(DATA PROVIDED begins)

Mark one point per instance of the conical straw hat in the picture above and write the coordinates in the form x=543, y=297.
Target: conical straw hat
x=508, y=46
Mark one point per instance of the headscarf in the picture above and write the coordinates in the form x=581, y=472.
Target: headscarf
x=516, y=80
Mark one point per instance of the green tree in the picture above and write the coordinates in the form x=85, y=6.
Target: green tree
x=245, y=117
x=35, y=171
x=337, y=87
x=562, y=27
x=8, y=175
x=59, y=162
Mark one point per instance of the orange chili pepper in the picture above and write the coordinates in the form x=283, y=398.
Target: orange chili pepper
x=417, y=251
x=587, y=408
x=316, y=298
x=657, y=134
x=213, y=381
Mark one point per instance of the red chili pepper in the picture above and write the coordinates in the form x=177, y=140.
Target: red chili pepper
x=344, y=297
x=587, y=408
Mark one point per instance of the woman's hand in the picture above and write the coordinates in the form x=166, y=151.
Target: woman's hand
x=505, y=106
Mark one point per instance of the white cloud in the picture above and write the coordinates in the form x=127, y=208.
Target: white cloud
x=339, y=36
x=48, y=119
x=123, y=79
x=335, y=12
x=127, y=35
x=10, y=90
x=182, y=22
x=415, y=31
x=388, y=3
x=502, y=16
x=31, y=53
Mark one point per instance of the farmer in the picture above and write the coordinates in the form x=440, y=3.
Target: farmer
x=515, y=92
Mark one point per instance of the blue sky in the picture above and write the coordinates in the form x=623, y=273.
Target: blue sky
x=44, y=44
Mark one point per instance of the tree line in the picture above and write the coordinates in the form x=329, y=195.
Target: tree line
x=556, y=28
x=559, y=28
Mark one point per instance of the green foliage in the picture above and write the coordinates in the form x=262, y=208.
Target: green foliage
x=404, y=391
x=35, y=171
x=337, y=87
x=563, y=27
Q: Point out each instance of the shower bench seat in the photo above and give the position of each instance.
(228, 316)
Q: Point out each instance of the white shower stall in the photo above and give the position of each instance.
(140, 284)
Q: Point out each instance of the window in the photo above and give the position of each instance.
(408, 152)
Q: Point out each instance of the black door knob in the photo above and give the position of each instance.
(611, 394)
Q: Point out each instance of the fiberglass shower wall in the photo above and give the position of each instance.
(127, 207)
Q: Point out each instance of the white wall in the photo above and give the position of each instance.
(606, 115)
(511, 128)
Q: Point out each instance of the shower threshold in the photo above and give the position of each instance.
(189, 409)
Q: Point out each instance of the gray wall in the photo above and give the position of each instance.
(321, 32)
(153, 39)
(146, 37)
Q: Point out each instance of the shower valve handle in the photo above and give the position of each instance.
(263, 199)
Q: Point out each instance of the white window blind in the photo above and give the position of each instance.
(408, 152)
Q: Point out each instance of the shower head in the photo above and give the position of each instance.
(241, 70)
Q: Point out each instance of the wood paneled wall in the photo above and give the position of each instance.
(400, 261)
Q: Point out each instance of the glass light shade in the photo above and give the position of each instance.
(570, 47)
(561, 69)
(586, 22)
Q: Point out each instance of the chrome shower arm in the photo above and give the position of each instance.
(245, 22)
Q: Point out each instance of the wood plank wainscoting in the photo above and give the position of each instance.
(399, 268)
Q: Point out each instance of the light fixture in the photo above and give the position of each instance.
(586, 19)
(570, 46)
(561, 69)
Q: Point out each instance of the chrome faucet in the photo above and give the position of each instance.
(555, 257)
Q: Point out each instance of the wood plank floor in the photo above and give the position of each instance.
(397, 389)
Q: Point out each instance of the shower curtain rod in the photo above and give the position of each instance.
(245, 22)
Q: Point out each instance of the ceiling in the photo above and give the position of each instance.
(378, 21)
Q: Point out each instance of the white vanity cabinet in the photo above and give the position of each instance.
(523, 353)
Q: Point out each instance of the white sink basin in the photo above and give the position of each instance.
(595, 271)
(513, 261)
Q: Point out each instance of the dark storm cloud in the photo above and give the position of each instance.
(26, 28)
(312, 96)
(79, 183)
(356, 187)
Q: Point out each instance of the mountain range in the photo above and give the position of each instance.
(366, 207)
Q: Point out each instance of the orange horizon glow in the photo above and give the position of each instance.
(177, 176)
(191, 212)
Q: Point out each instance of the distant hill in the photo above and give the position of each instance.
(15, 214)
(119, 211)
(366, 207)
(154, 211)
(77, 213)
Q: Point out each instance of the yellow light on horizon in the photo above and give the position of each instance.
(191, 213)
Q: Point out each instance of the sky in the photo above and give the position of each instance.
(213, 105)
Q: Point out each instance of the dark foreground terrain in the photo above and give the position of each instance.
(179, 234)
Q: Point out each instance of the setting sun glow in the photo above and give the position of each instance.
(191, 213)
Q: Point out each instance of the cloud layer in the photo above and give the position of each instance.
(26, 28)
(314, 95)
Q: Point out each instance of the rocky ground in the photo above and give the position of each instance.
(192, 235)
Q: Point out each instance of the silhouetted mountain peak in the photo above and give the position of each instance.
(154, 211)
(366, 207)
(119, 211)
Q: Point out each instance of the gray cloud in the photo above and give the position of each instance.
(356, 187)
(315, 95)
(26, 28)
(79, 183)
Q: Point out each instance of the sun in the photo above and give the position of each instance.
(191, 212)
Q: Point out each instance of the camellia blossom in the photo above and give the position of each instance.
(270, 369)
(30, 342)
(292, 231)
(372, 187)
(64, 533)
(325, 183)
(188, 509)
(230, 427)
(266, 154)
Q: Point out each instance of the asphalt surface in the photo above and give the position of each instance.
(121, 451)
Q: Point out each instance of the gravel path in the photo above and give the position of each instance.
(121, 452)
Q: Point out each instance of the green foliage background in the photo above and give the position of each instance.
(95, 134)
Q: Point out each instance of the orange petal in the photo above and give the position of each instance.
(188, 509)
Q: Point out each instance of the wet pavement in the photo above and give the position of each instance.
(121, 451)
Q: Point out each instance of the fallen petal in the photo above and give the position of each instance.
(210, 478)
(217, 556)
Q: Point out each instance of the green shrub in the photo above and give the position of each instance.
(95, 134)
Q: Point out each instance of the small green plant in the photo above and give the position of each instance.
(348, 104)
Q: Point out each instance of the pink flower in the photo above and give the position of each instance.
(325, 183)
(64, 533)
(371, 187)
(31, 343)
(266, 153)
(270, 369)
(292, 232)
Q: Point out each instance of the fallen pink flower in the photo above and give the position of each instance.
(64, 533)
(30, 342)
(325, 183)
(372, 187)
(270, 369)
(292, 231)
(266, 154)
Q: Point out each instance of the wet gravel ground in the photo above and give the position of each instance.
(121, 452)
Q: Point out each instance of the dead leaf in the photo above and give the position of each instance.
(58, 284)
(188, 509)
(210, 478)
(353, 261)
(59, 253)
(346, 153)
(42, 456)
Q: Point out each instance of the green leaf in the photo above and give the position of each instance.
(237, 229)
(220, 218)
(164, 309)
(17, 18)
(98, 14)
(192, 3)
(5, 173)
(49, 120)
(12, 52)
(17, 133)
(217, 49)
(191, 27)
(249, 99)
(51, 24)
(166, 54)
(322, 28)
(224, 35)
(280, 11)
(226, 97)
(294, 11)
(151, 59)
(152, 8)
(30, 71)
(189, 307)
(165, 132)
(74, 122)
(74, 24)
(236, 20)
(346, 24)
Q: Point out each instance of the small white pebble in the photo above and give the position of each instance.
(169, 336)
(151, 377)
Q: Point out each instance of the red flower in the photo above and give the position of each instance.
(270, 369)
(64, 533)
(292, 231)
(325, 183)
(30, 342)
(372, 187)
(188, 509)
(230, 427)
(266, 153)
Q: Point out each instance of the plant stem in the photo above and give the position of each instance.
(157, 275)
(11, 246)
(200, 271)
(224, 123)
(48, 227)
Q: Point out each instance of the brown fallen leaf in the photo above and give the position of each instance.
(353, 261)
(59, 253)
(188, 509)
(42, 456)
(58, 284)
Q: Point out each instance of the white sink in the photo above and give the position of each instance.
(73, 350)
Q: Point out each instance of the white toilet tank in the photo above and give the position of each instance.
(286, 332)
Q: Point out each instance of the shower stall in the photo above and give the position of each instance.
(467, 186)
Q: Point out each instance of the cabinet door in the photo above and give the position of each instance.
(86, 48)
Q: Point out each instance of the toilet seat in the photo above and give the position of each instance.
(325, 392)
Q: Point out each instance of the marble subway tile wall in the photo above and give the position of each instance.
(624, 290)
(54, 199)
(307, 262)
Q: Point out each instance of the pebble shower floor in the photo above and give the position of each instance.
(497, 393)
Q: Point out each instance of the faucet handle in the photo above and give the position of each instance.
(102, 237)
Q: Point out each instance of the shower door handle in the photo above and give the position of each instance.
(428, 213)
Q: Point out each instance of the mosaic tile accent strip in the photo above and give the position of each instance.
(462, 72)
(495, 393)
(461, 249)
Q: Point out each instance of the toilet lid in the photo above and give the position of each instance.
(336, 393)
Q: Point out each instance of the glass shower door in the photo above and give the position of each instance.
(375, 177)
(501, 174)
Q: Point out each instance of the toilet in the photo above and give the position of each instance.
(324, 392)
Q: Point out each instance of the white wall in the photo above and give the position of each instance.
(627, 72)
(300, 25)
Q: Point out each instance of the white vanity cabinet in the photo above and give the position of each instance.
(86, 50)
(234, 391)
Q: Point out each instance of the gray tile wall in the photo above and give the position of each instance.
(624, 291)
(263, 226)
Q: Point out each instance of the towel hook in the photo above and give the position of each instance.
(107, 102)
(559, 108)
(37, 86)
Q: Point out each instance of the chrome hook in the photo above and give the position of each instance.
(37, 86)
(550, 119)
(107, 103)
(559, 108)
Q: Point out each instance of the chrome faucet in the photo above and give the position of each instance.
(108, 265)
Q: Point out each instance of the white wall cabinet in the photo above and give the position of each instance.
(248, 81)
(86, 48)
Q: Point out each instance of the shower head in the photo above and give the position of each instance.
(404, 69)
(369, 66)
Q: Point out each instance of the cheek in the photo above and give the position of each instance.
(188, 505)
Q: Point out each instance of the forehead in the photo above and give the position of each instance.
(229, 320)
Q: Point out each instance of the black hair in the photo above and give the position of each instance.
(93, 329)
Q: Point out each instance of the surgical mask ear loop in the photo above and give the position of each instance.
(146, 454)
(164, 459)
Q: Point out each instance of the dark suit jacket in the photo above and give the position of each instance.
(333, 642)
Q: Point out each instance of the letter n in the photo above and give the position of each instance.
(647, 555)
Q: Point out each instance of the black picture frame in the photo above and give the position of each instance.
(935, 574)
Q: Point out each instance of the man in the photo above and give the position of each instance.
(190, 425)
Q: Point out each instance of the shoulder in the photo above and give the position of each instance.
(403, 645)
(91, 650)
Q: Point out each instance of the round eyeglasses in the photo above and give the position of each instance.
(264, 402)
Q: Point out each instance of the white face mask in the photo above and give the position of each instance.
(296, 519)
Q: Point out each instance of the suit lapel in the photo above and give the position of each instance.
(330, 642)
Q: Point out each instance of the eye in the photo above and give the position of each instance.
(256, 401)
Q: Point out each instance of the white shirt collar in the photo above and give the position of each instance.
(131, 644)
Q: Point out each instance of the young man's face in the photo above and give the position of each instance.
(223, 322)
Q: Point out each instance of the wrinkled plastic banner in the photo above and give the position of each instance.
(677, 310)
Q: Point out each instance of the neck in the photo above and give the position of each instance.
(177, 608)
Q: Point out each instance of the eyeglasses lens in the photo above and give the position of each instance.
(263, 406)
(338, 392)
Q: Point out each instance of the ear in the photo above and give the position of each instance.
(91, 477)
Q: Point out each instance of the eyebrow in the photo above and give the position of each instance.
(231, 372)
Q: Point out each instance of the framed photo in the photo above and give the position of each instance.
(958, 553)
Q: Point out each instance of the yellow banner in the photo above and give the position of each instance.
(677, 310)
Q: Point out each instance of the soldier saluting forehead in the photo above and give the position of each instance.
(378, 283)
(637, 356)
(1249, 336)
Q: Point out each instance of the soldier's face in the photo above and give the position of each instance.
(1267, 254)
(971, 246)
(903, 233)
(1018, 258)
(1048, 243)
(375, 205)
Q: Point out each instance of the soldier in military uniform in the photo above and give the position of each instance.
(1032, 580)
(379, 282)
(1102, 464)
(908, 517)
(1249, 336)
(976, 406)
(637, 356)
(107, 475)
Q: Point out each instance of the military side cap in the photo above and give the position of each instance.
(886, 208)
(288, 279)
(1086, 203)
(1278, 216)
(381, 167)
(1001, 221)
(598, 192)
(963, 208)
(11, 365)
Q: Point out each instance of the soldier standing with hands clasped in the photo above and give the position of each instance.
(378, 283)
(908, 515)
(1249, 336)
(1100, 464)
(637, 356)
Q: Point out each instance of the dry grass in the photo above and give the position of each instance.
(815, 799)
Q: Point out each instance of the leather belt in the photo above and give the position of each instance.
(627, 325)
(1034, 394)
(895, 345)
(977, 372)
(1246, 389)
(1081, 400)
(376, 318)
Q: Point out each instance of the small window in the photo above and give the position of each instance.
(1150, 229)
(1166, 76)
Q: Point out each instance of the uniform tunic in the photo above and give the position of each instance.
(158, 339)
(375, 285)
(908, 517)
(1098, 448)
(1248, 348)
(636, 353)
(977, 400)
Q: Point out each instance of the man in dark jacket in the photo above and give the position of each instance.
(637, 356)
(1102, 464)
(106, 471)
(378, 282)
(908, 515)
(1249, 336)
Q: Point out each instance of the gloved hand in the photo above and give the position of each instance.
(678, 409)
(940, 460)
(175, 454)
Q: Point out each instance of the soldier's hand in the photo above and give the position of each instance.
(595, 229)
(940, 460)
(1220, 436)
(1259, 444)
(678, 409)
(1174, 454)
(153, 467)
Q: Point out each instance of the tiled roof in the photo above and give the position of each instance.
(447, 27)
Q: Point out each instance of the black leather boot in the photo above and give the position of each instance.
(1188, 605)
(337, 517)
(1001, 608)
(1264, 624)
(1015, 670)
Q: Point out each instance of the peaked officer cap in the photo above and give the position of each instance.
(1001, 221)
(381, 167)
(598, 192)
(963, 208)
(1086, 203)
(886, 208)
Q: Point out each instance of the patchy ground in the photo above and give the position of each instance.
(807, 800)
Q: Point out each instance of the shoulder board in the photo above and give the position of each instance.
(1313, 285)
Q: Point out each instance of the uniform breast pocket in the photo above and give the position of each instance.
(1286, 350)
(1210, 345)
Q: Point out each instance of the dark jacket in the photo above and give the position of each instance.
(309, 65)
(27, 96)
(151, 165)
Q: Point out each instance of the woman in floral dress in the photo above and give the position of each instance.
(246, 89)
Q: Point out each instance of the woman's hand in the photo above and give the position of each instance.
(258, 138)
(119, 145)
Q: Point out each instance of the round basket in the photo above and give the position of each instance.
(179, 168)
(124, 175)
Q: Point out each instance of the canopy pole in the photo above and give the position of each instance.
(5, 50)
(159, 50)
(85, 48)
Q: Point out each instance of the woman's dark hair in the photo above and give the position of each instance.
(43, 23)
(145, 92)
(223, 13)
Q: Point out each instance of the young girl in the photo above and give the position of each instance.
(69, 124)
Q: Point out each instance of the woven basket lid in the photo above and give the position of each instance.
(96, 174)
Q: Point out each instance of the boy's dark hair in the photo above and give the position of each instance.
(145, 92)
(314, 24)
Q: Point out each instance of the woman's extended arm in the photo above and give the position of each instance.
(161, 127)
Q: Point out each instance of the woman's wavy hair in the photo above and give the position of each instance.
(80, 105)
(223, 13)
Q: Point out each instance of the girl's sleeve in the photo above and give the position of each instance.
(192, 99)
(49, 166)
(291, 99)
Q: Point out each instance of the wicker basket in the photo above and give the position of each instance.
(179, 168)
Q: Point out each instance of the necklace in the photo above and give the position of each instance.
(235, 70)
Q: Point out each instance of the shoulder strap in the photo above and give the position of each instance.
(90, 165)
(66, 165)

(DATA PROVIDED ends)

TO DO: Check each line of the entries, and copy the ones that contain "Mark".

YOUR SOLUTION:
Mark one point per instance of the conical straw hat in the picture above and write the coordinates in the form x=543, y=297.
Mark one point per instance of the headscarf in the picture above and write the coordinates in the form x=581, y=472.
Mark one point per instance of the green tree in the picture above and write the coordinates in the form x=85, y=6.
Mark one point per instance of the orange chili pepper in the picture above and write the coordinates in the form x=283, y=398.
Mark one point per instance of the red chili pepper in the picture above and write the coordinates in the form x=177, y=140.
Mark one point per instance of the woman's hand in the picture above and write the coordinates in the form x=166, y=151.
Mark one point per instance of the white cloud in the picture above and write the coordinates in the form x=127, y=208.
Mark one point per instance of the farmer in the picture above and write the coordinates in the form x=440, y=3.
Mark one point per instance of the blue sky in the picture above and write the coordinates in the form x=623, y=273.
Mark one point per instance of the tree line in the picture above and write the coordinates in the form x=329, y=195.
Mark one point per instance of the green foliage in the picture above and write the coordinates in the form x=262, y=208.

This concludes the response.